**DIRECTIONS**
Reproduce word for word the stretch of material from its start through the line containing "positive clicks: (62, 140)", with both ends included. Leave the pictures out of your copy.

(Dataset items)
..............................
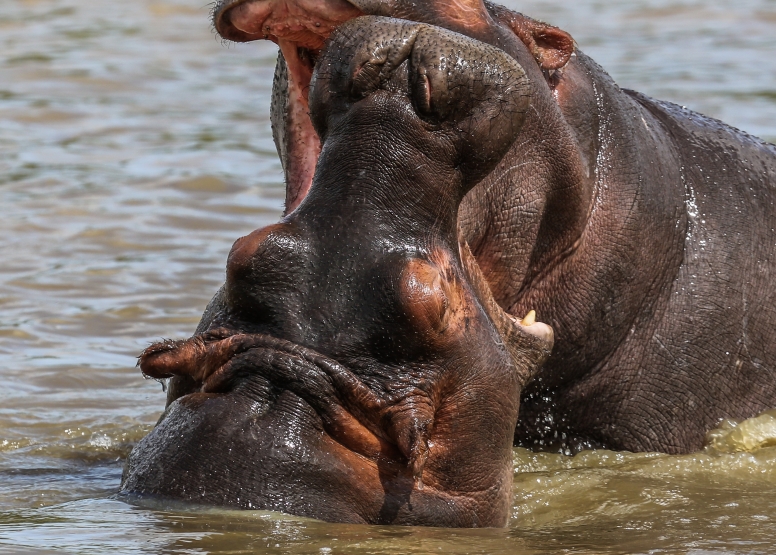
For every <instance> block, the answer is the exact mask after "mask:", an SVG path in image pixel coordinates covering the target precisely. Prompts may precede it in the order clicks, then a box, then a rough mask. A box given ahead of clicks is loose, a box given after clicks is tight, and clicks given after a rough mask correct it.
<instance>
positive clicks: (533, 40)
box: [490, 4, 575, 70]
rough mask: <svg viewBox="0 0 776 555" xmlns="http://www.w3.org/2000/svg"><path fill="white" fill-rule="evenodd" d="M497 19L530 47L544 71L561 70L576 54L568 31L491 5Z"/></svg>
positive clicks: (524, 42) (501, 7)
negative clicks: (508, 28)
mask: <svg viewBox="0 0 776 555" xmlns="http://www.w3.org/2000/svg"><path fill="white" fill-rule="evenodd" d="M490 7H491V9H493V11H494V12H495V14H494V15H495V16H496V18H497V19H498V20H499V21H500V22H501V23H503V24H505V25H506V26H507V27H509V28H510V29H512V32H513V33H515V34H516V35H517V37H518V38H519V39H520V40H521V41H522V42H523V43H524V44H525V45H526V46H527V47H528V49H529V50H530V51H531V53H532V54H533V55H534V58H536V61H537V62H539V65H540V66H541V67H542V69H546V70H553V69H560V68H562V67H564V66H565V65H566V64H568V63H569V60H570V59H571V55H572V54H574V48H575V46H574V39H573V38H572V37H571V35H569V34H568V33H567V32H566V31H563V30H561V29H558V28H557V27H553V26H552V25H547V24H546V23H542V22H540V21H536V20H535V19H531V18H530V17H526V16H524V15H523V14H520V13H517V12H513V11H511V10H507V9H506V8H502V7H501V6H495V5H493V4H490Z"/></svg>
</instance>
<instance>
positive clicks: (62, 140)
mask: <svg viewBox="0 0 776 555" xmlns="http://www.w3.org/2000/svg"><path fill="white" fill-rule="evenodd" d="M507 3H509V4H511V5H513V6H519V8H520V9H521V10H522V11H524V12H525V13H527V14H530V15H534V16H537V17H541V18H543V19H545V20H548V21H550V22H552V23H555V24H558V25H560V26H562V27H564V28H566V29H567V30H569V31H570V32H571V33H572V34H573V35H574V36H575V38H576V39H577V41H578V43H579V44H580V45H581V47H582V48H583V49H584V50H585V51H586V52H587V53H589V54H591V55H592V56H593V57H594V58H595V59H597V60H598V61H599V62H600V63H601V64H602V65H603V66H604V67H606V68H607V69H609V70H610V71H611V73H612V74H613V75H614V77H615V79H616V80H617V81H618V82H619V83H620V84H621V85H622V86H627V87H631V88H635V89H638V90H642V91H644V92H647V93H649V94H652V95H655V96H658V97H661V98H666V99H669V100H673V101H676V102H679V103H681V104H684V105H687V106H689V107H691V108H693V109H696V110H699V111H702V112H705V113H707V114H709V115H712V116H715V117H720V118H721V119H724V120H726V121H728V122H730V123H732V124H734V125H736V126H739V127H741V128H743V129H744V130H746V131H749V132H751V133H754V134H757V135H761V136H764V137H766V138H771V139H773V138H776V56H774V55H773V53H774V52H776V4H774V3H773V1H772V0H737V1H733V0H720V1H717V2H714V3H710V2H700V1H697V0H696V1H690V0H685V1H673V0H671V1H669V0H632V1H627V2H617V3H614V2H606V3H604V2H597V1H595V0H579V1H578V2H574V3H570V2H565V1H564V2H561V1H560V0H541V1H539V0H526V1H520V2H517V1H516V0H515V1H514V2H507ZM203 4H204V2H202V3H195V2H192V0H134V1H132V2H100V3H93V2H90V1H87V0H13V1H5V2H0V45H2V48H0V206H2V207H3V218H1V219H0V237H2V241H0V260H2V263H1V264H0V368H2V370H0V372H1V374H0V375H2V377H3V379H4V387H3V388H2V389H1V390H0V476H1V477H0V552H18V551H19V550H23V551H25V552H30V553H48V552H52V550H55V549H64V550H66V551H68V552H73V553H105V552H106V551H108V550H114V551H116V552H120V553H176V554H177V553H204V552H208V553H297V552H298V553H396V552H401V553H431V552H444V553H502V552H503V553H515V552H521V553H522V552H525V553H534V552H536V553H557V552H561V551H565V552H570V553H621V552H641V553H646V552H652V553H655V552H674V551H682V552H693V553H709V552H721V551H726V552H731V551H733V552H739V553H757V552H769V551H772V548H771V547H770V546H771V543H772V540H771V538H773V537H774V536H776V524H774V522H773V520H774V518H776V517H774V516H773V515H776V510H774V509H776V501H774V500H773V499H772V497H773V496H772V495H771V494H770V493H769V492H772V491H773V487H774V485H775V484H776V473H775V472H776V447H774V445H775V444H776V430H774V424H775V423H776V415H775V414H773V413H766V414H765V415H763V416H761V417H760V418H757V419H753V420H750V421H748V422H746V423H744V424H741V425H735V423H729V422H725V423H722V425H721V427H720V430H718V431H716V432H714V433H713V434H712V435H711V436H710V446H709V447H708V448H707V450H706V451H705V452H704V453H700V454H696V455H691V456H685V457H669V456H664V455H654V454H646V455H633V454H615V453H608V452H592V453H582V454H580V455H578V456H576V457H573V458H568V457H563V456H560V455H555V454H532V453H529V452H527V451H523V450H516V452H515V461H516V474H515V503H514V508H513V513H514V517H515V518H514V519H513V524H512V525H511V527H510V528H508V529H506V530H484V531H450V530H427V529H415V528H378V527H363V526H343V525H330V524H323V523H319V522H314V521H309V520H304V519H298V518H291V517H283V516H279V515H274V514H267V513H235V512H225V511H191V510H185V509H182V508H172V507H134V506H130V505H126V504H124V503H122V502H121V501H117V500H114V499H112V498H111V495H112V494H113V493H114V492H115V491H116V489H117V486H118V482H119V479H120V474H121V460H122V458H123V457H124V456H125V455H126V453H127V451H128V450H129V448H130V447H131V446H132V445H133V444H134V443H135V442H136V441H137V440H138V439H139V438H140V437H142V436H143V435H144V434H145V433H146V432H147V431H148V430H149V429H150V427H151V426H152V425H153V423H154V422H155V421H156V419H157V417H158V415H159V412H160V410H161V408H162V405H163V402H164V400H163V395H162V393H161V391H160V388H159V386H158V384H156V383H155V382H145V381H143V380H142V379H141V378H140V376H139V373H138V372H137V370H136V369H135V367H134V364H135V358H134V357H135V356H136V355H137V353H139V352H140V350H142V348H143V347H145V346H146V345H147V344H148V343H149V342H150V341H152V340H156V339H158V338H159V337H176V338H177V337H186V336H188V335H189V334H190V333H191V331H192V330H193V329H194V327H195V325H196V322H197V321H198V318H199V315H200V313H201V311H202V309H203V308H204V306H205V304H206V303H207V301H208V299H209V297H210V296H211V295H212V293H213V292H214V291H215V290H216V288H217V287H218V286H219V284H220V282H221V280H222V279H223V271H224V270H223V269H224V262H225V257H226V253H227V252H228V250H229V248H230V246H231V243H232V242H233V241H234V239H236V238H237V237H239V236H241V235H244V234H245V233H247V232H249V231H251V230H253V229H255V228H256V227H259V226H262V225H266V224H269V223H272V222H274V221H275V220H276V219H277V217H278V215H279V211H280V206H281V202H282V197H283V191H282V183H281V179H282V178H281V170H280V164H279V163H278V161H277V157H276V154H275V150H274V146H273V144H272V140H271V134H270V130H269V121H268V105H269V92H270V90H269V87H270V85H271V78H272V72H273V63H274V58H275V48H274V47H273V46H272V45H269V44H262V45H256V44H253V45H230V46H228V47H224V46H222V45H221V44H220V43H219V42H218V41H217V40H215V39H214V37H213V36H212V34H211V31H210V29H209V26H208V23H207V20H206V15H207V7H202V5H203Z"/></svg>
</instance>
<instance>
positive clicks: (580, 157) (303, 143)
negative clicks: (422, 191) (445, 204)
mask: <svg viewBox="0 0 776 555" xmlns="http://www.w3.org/2000/svg"><path fill="white" fill-rule="evenodd" d="M361 13H364V14H376V15H385V16H393V17H401V18H404V19H409V20H413V21H421V22H424V23H429V24H433V25H438V26H441V27H444V28H447V29H451V30H453V31H456V32H459V33H462V34H464V35H467V36H470V37H473V38H475V39H477V40H480V41H483V42H486V43H488V44H491V45H494V46H497V47H499V48H501V49H503V50H504V51H505V52H507V53H508V54H509V55H510V56H512V57H513V58H514V59H516V60H517V61H518V62H519V63H520V64H521V66H522V67H523V68H524V69H525V71H526V74H527V75H528V78H529V80H530V81H531V83H532V84H533V85H534V89H533V95H532V100H531V106H530V107H529V109H528V111H527V113H526V121H525V124H524V128H523V131H522V132H521V134H520V136H519V137H518V139H517V141H516V143H515V144H514V145H513V147H512V148H511V150H510V151H509V152H508V153H507V154H506V155H505V156H504V158H503V160H502V162H501V163H500V164H499V165H498V166H497V167H496V169H495V170H494V171H493V172H492V173H491V174H490V175H489V176H487V177H486V178H485V179H484V180H483V181H482V182H481V183H480V184H479V185H477V186H476V187H475V188H474V189H473V190H472V191H471V192H470V193H469V194H468V196H467V197H466V198H465V199H464V201H463V203H462V205H461V209H460V213H459V225H460V228H461V232H462V235H463V237H464V238H465V240H466V241H467V242H468V244H469V245H470V247H471V251H472V253H473V254H474V256H475V258H476V261H477V264H478V265H479V268H480V270H481V271H482V273H483V275H484V276H485V279H486V280H487V282H488V284H489V285H490V288H491V290H492V292H493V295H494V297H495V300H496V301H497V302H498V304H499V305H500V306H501V307H503V308H504V310H505V311H506V312H508V313H510V314H525V312H526V311H527V310H528V309H533V308H535V309H536V310H537V312H538V313H539V315H540V316H541V317H542V319H543V320H545V321H547V322H548V323H549V324H551V325H552V326H553V328H554V329H555V333H556V347H555V349H554V351H553V355H552V357H551V358H550V360H549V361H548V362H547V364H545V366H544V368H543V369H542V371H541V373H540V374H539V376H538V378H537V379H536V380H535V381H534V382H533V383H532V384H531V385H530V386H529V387H528V388H526V389H525V390H524V391H523V395H522V402H521V409H520V410H521V414H520V419H519V423H518V427H517V430H516V433H515V441H516V443H517V444H521V445H527V446H534V445H538V446H543V447H544V448H557V447H561V446H562V447H565V448H568V449H571V450H572V451H575V450H579V449H583V448H589V447H607V448H610V449H621V450H630V451H650V450H654V451H663V452H668V453H683V452H688V451H692V450H697V449H699V448H700V447H701V446H702V445H703V441H704V436H705V433H706V432H707V431H708V430H709V429H711V428H713V427H714V426H715V425H716V424H717V423H718V422H719V420H720V419H723V418H734V419H741V418H747V417H751V416H753V415H755V414H757V413H758V412H760V411H762V410H764V409H768V408H770V407H773V406H776V377H774V365H776V335H775V334H776V332H774V329H776V312H774V308H773V306H774V303H773V300H774V294H775V290H774V287H773V286H772V280H773V278H774V273H775V271H776V268H775V267H774V264H776V256H774V255H776V252H775V251H776V240H775V238H774V231H773V229H774V227H776V226H774V223H775V222H776V209H775V208H774V196H776V194H775V193H774V187H775V186H776V149H775V148H774V147H773V146H772V145H768V144H765V143H763V142H762V141H759V140H758V139H756V138H753V137H750V136H748V135H746V134H744V133H741V132H739V131H737V130H735V129H732V128H730V127H728V126H726V125H724V124H722V123H720V122H718V121H715V120H711V119H708V118H704V117H703V116H700V115H698V114H694V113H692V112H690V111H687V110H683V109H681V108H680V107H678V106H675V105H672V104H668V103H664V102H660V101H656V100H653V99H650V98H647V97H645V96H643V95H640V94H638V93H635V92H632V91H627V90H621V89H620V88H619V87H617V85H616V84H615V83H614V82H613V81H612V80H611V78H610V77H609V76H608V75H607V74H606V73H605V72H604V70H602V69H601V68H600V67H599V66H598V65H596V64H595V62H593V61H592V60H591V59H590V58H588V57H587V56H585V55H584V54H583V53H582V52H581V51H579V50H575V46H574V43H573V41H572V40H571V38H570V37H569V36H568V35H567V34H566V33H564V32H563V31H561V30H559V29H556V28H554V27H550V26H548V25H544V24H541V23H539V22H536V21H534V20H531V19H530V18H527V17H525V16H523V15H521V14H517V13H514V12H510V11H508V10H506V9H504V8H502V7H499V6H497V5H495V4H491V3H489V2H483V0H454V1H442V0H421V1H410V0H325V1H315V2H314V1H312V0H247V1H245V0H233V1H223V2H221V3H220V4H219V5H218V6H217V8H216V11H215V12H214V21H215V24H216V29H217V30H218V32H219V33H220V34H221V35H222V36H223V37H225V38H227V39H230V40H236V41H248V40H255V39H261V38H268V39H270V40H274V41H276V42H278V43H279V45H280V46H281V51H282V55H281V58H280V60H279V63H278V71H277V78H276V92H275V99H274V102H273V107H272V118H273V124H274V129H275V137H276V142H277V143H278V149H279V152H280V154H281V157H282V158H283V160H284V167H285V169H286V177H287V183H288V194H287V203H286V205H287V210H288V211H289V212H290V211H292V210H293V209H294V208H295V207H296V206H298V204H299V202H300V200H301V199H302V198H304V191H305V190H306V188H307V185H306V183H307V182H306V181H305V180H304V178H303V177H304V176H303V174H304V172H303V171H302V170H301V168H303V167H304V164H305V163H309V162H307V160H315V158H316V155H315V148H314V145H311V144H310V143H308V142H306V141H305V140H300V137H302V136H303V135H304V133H303V130H304V129H306V128H308V127H309V122H307V121H306V120H305V118H304V117H302V116H303V115H304V109H303V106H302V108H301V109H297V108H300V105H299V104H298V103H295V96H294V95H295V94H296V95H297V96H303V93H298V94H297V93H295V91H297V90H302V91H303V90H304V87H305V86H306V85H305V83H306V82H305V75H306V72H308V71H309V69H308V65H309V64H308V62H309V59H310V57H311V56H310V54H311V53H312V57H313V58H314V54H315V51H316V48H318V46H317V45H318V44H320V41H321V40H323V39H325V37H326V36H328V35H327V34H328V33H329V29H330V28H336V26H337V25H338V24H341V22H343V21H345V20H347V19H349V18H351V17H353V16H354V15H355V14H361ZM323 20H325V24H323V25H318V24H319V23H320V22H321V21H323ZM306 64H307V65H306Z"/></svg>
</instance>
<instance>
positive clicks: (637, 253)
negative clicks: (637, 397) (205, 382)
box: [462, 52, 686, 387]
mask: <svg viewBox="0 0 776 555" xmlns="http://www.w3.org/2000/svg"><path fill="white" fill-rule="evenodd" d="M554 95H555V100H556V104H555V106H556V110H555V111H556V112H557V115H559V116H560V119H558V118H557V116H554V117H555V119H553V120H550V121H552V122H553V124H557V125H560V126H561V129H560V133H559V134H558V135H557V136H556V137H555V138H553V140H552V141H545V143H544V145H543V147H544V148H545V149H546V151H547V152H549V153H551V155H552V156H554V157H555V156H559V157H560V163H559V164H555V165H550V166H545V167H547V168H549V169H548V170H546V171H543V172H541V173H540V174H539V175H538V176H536V177H535V178H533V179H532V180H531V179H521V177H520V176H518V177H517V178H516V179H514V180H512V181H510V182H509V183H507V184H506V185H504V186H503V187H504V188H503V192H502V193H500V194H502V195H504V197H505V198H508V197H509V196H512V195H515V194H516V193H517V192H518V191H521V192H522V194H523V195H524V198H525V197H526V196H527V198H528V199H529V201H532V202H533V204H534V207H531V208H532V210H530V211H527V213H526V214H525V217H526V219H525V220H523V221H522V222H512V224H513V226H514V227H513V228H512V229H513V230H514V229H520V228H522V229H524V230H525V231H507V232H503V233H504V234H505V235H506V236H509V235H510V234H513V235H512V236H513V237H514V234H517V235H518V236H519V237H525V238H526V239H525V242H526V243H525V244H528V245H530V246H531V250H530V251H526V252H519V251H518V252H517V253H516V254H515V255H514V257H513V258H512V259H509V257H508V256H505V257H504V258H505V259H507V260H509V261H510V263H512V264H514V265H513V266H512V268H511V269H512V271H514V268H515V267H516V268H517V269H518V271H520V270H519V269H522V268H525V273H524V274H523V279H522V286H521V287H520V288H519V289H515V290H513V291H507V294H506V295H503V296H502V297H501V298H499V296H498V293H500V291H501V290H500V289H499V287H498V283H497V284H496V285H495V286H494V287H493V288H494V293H496V298H497V300H499V302H500V303H503V304H502V306H504V307H505V308H506V309H507V311H508V312H511V313H513V314H517V313H524V311H525V310H528V309H536V310H537V312H538V314H539V316H540V318H546V319H547V320H548V321H549V323H550V324H551V325H552V326H553V327H554V328H555V330H556V334H557V337H558V341H557V344H556V349H555V351H554V353H553V357H552V358H551V359H550V361H549V362H548V364H547V365H546V366H545V372H544V375H543V383H544V384H545V386H547V387H553V386H559V385H560V384H561V383H568V382H573V381H574V380H576V379H578V378H580V377H581V376H584V375H587V374H588V373H589V372H592V371H595V369H596V368H597V367H599V366H600V365H601V364H603V363H604V361H606V360H608V359H609V358H610V357H611V356H612V354H613V353H614V352H615V351H616V350H617V349H618V348H620V346H622V345H623V344H624V343H625V342H626V341H627V338H628V336H629V333H630V330H632V329H634V327H637V326H638V325H639V319H640V318H641V317H642V316H643V315H645V314H648V313H649V311H650V310H652V309H653V307H654V306H655V303H659V302H662V300H661V296H660V295H659V292H660V291H666V290H669V289H670V288H668V287H666V284H668V283H670V282H671V281H672V280H673V279H674V276H675V275H676V272H677V271H678V268H679V266H680V264H681V260H682V253H683V240H684V230H685V226H686V223H685V216H684V190H683V187H682V185H681V183H682V178H681V176H680V175H678V173H677V172H676V171H674V168H678V167H681V162H680V161H679V160H678V159H677V154H676V146H675V145H674V144H673V142H672V139H671V138H670V137H668V136H666V134H664V133H662V132H661V131H662V128H661V124H660V123H659V122H658V121H657V120H656V119H655V118H654V117H653V116H652V115H651V114H650V113H649V112H648V111H647V110H646V109H644V108H643V107H642V106H641V105H640V104H639V103H638V102H636V101H634V100H633V99H632V98H631V97H630V96H629V95H627V94H625V93H623V92H622V91H621V90H620V88H619V87H618V86H617V85H616V84H615V83H614V81H613V80H612V79H611V78H610V77H609V75H608V74H607V73H606V72H605V71H604V70H603V69H602V68H600V66H598V65H597V64H596V63H595V62H594V61H593V60H591V59H590V58H588V57H587V56H585V55H584V54H582V53H581V52H578V55H577V56H576V57H575V58H574V60H573V61H572V62H571V64H569V67H568V68H566V70H565V72H564V76H563V78H562V80H561V83H560V85H559V86H558V88H557V89H556V90H555V91H554ZM539 113H542V112H539ZM542 117H547V112H544V113H542ZM528 125H529V124H527V126H528ZM545 126H546V124H545ZM545 145H546V146H545ZM519 149H520V147H519V145H516V147H515V148H514V149H513V151H512V152H511V153H510V155H508V157H511V159H510V160H509V161H508V163H509V164H511V166H516V165H519V164H534V165H535V166H536V165H539V164H540V163H546V157H544V158H542V153H538V154H537V155H536V156H535V157H533V158H532V157H531V155H530V154H528V155H526V154H524V153H522V152H520V151H519ZM563 164H566V168H565V169H564V168H563V167H562V165H563ZM497 171H498V170H497ZM670 184H675V185H676V186H671V185H670ZM483 185H487V184H485V183H484V184H482V185H480V186H479V187H478V189H482V188H483ZM526 190H527V191H529V192H528V193H527V194H526V193H525V191H526ZM532 195H533V196H532ZM467 200H468V199H467ZM465 204H466V203H465ZM494 204H495V203H492V202H491V206H492V205H494ZM529 204H530V203H529ZM466 210H467V206H466V205H464V206H463V207H462V213H465V211H466ZM519 210H522V208H519V209H518V211H519ZM492 236H493V237H495V241H496V242H498V240H499V235H498V234H493V235H492ZM475 241H476V238H475ZM521 242H522V240H521ZM473 247H474V249H473V250H474V252H475V256H478V254H479V253H481V252H484V253H485V254H486V256H485V257H484V262H483V263H481V265H483V266H485V268H484V270H485V275H486V276H488V277H489V273H488V267H487V264H488V262H489V261H488V258H487V255H488V254H489V252H488V251H489V249H490V250H492V251H496V252H498V249H499V247H500V245H495V246H494V245H487V244H485V245H477V244H476V242H475V244H474V245H473ZM648 256H654V260H653V261H651V262H652V263H650V264H645V263H644V258H643V257H648ZM479 260H480V257H479V256H478V261H479ZM496 269H497V270H499V268H496ZM502 271H503V270H502ZM494 275H496V276H499V275H500V274H499V272H498V271H496V272H494Z"/></svg>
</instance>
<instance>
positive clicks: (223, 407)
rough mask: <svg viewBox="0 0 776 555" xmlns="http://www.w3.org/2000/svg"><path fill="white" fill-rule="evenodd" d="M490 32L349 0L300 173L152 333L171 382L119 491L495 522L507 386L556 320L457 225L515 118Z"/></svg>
mask: <svg viewBox="0 0 776 555" xmlns="http://www.w3.org/2000/svg"><path fill="white" fill-rule="evenodd" d="M531 94H532V85H531V83H530V82H529V80H528V78H527V76H526V74H525V71H524V70H523V68H522V67H521V66H520V64H519V63H518V62H517V61H515V60H514V59H512V58H511V57H509V56H508V55H507V54H505V53H504V52H502V51H501V50H499V49H497V48H494V47H492V46H489V45H486V44H484V43H481V42H479V41H475V40H473V39H471V38H468V37H465V36H463V35H458V34H455V33H452V32H449V31H446V30H443V29H440V28H436V27H432V26H429V25H425V24H419V23H414V22H409V21H404V20H395V19H386V18H382V17H360V18H357V19H355V20H352V21H349V22H347V23H345V24H343V25H341V26H340V27H339V28H338V29H337V30H336V31H335V32H334V34H333V35H332V36H331V37H330V39H329V41H328V42H327V46H326V48H325V49H324V50H323V51H322V52H320V53H319V59H318V61H317V64H316V66H315V70H314V72H313V74H312V79H311V83H310V92H309V96H308V99H309V107H310V111H311V112H310V113H311V116H312V117H311V125H312V126H313V127H314V130H315V133H316V135H317V137H319V139H320V144H321V153H320V159H319V161H318V166H317V168H316V172H315V176H314V179H313V182H312V184H311V187H310V189H309V192H308V193H307V194H306V195H305V197H304V199H303V201H302V202H301V203H300V204H299V206H298V207H297V208H296V209H295V210H294V211H293V212H291V213H289V214H288V215H287V216H285V217H284V218H283V219H282V220H281V221H280V222H279V223H278V224H275V225H273V226H270V227H267V228H263V229H259V230H257V231H255V232H254V233H252V234H250V235H248V236H246V237H243V238H241V239H239V240H238V241H237V242H236V243H235V244H234V247H233V248H232V251H231V253H230V255H229V259H228V262H227V272H226V273H227V279H226V283H225V285H224V287H223V289H222V290H221V291H220V292H219V294H218V295H217V296H216V298H215V299H214V300H213V302H212V303H211V305H210V307H209V308H208V310H207V311H206V313H205V315H204V317H203V320H202V322H201V324H200V328H199V330H198V331H197V333H196V334H195V335H194V336H193V337H192V338H191V339H188V340H185V341H168V342H162V343H158V344H155V345H152V346H151V347H149V348H148V349H146V351H145V352H144V353H143V354H142V355H141V357H140V360H139V365H140V368H141V370H142V371H143V373H144V374H145V375H146V376H148V377H152V378H156V379H168V378H172V379H173V383H172V386H171V394H170V398H171V403H170V404H169V406H168V407H167V410H166V412H165V414H164V415H163V417H162V418H161V419H160V421H159V423H158V424H157V426H156V428H155V429H154V430H153V431H152V432H151V433H150V434H149V435H148V436H147V437H146V438H144V439H143V440H142V441H141V442H140V443H139V444H138V445H137V446H136V447H135V449H134V450H133V452H132V453H131V455H130V457H129V460H128V462H127V467H126V469H125V474H124V477H123V480H122V492H123V493H124V494H125V495H128V496H132V497H134V498H153V499H173V500H179V501H186V502H194V503H200V504H206V505H221V506H228V507H237V508H251V509H269V510H277V511H284V512H289V513H293V514H297V515H301V516H309V517H315V518H320V519H324V520H330V521H340V522H356V523H370V524H404V525H427V526H456V527H483V526H505V525H506V523H507V520H508V517H509V512H510V508H511V493H512V443H513V437H514V429H515V426H516V424H517V418H518V412H519V401H520V394H521V390H522V389H523V388H524V387H525V386H526V384H527V383H529V381H530V380H531V378H532V377H533V376H534V374H535V373H536V371H537V370H538V369H539V368H540V367H541V365H542V363H543V362H544V361H545V360H546V358H547V357H548V355H549V353H550V351H551V349H552V345H553V332H552V329H551V328H550V327H549V326H547V325H545V324H542V323H540V322H536V321H535V315H534V313H529V314H528V316H526V317H525V318H524V319H521V320H518V319H516V318H513V317H512V316H510V315H509V314H507V313H506V312H505V311H504V310H503V309H502V308H501V307H500V306H499V305H498V303H497V302H496V301H495V299H494V298H493V296H492V294H491V291H490V289H489V286H488V284H487V282H486V280H485V279H484V277H483V276H482V274H481V272H480V269H479V266H478V265H477V263H476V262H475V260H474V257H473V256H472V254H471V252H470V250H469V247H468V245H467V244H466V242H465V241H464V240H463V237H462V236H461V234H460V230H459V226H458V212H459V206H460V204H461V202H462V200H463V198H464V197H465V196H466V194H467V193H468V192H469V191H470V190H471V189H472V188H473V187H475V186H476V185H477V183H478V182H479V181H480V180H481V179H482V178H483V177H485V176H486V175H488V174H489V173H490V172H491V171H492V170H493V168H494V167H495V166H496V165H497V164H498V163H499V162H500V160H501V159H502V157H503V156H504V154H505V153H506V151H507V150H508V149H509V148H510V145H512V143H513V142H514V141H515V139H516V138H517V137H519V136H520V135H521V133H522V129H523V127H524V122H525V119H526V113H527V108H528V106H529V104H530V101H531Z"/></svg>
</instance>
..............................
**ANSWER SPACE**
For every <instance> block, the answer is the exact mask after "mask:", an SVG path in image pixel coordinates covering the target precisely. Prompts may precede it in the order clicks, then a box, then a rough mask. A box given ahead of clicks is loose, a box given after clicks is tight, and clicks given after a rough mask correct it.
<instance>
positive clicks: (533, 40)
box: [490, 4, 575, 70]
rough mask: <svg viewBox="0 0 776 555" xmlns="http://www.w3.org/2000/svg"><path fill="white" fill-rule="evenodd" d="M497 19L530 47L544 71L561 70L576 54L568 31L491 5Z"/></svg>
positive clicks: (524, 42) (501, 7)
negative clicks: (508, 28)
mask: <svg viewBox="0 0 776 555" xmlns="http://www.w3.org/2000/svg"><path fill="white" fill-rule="evenodd" d="M490 7H491V9H493V11H494V12H495V14H494V15H495V16H496V18H497V19H498V20H499V21H500V22H501V23H503V24H505V25H506V26H507V27H509V28H510V29H512V32H513V33H515V34H516V35H517V37H518V38H519V39H520V40H521V41H522V42H523V43H524V44H525V45H526V46H527V47H528V49H529V50H530V51H531V53H532V54H533V55H534V58H536V61H537V62H539V65H540V66H541V67H542V69H546V70H553V69H560V68H562V67H564V66H565V65H566V64H568V63H569V60H570V59H571V55H572V54H574V48H575V46H574V39H573V38H572V37H571V35H569V34H568V33H567V32H566V31H563V30H561V29H558V28H557V27H553V26H552V25H547V24H546V23H542V22H540V21H536V20H535V19H531V18H530V17H526V16H524V15H523V14H520V13H517V12H513V11H511V10H507V9H506V8H502V7H501V6H495V5H493V4H490Z"/></svg>
</instance>
<instance>
positive clicks: (62, 140)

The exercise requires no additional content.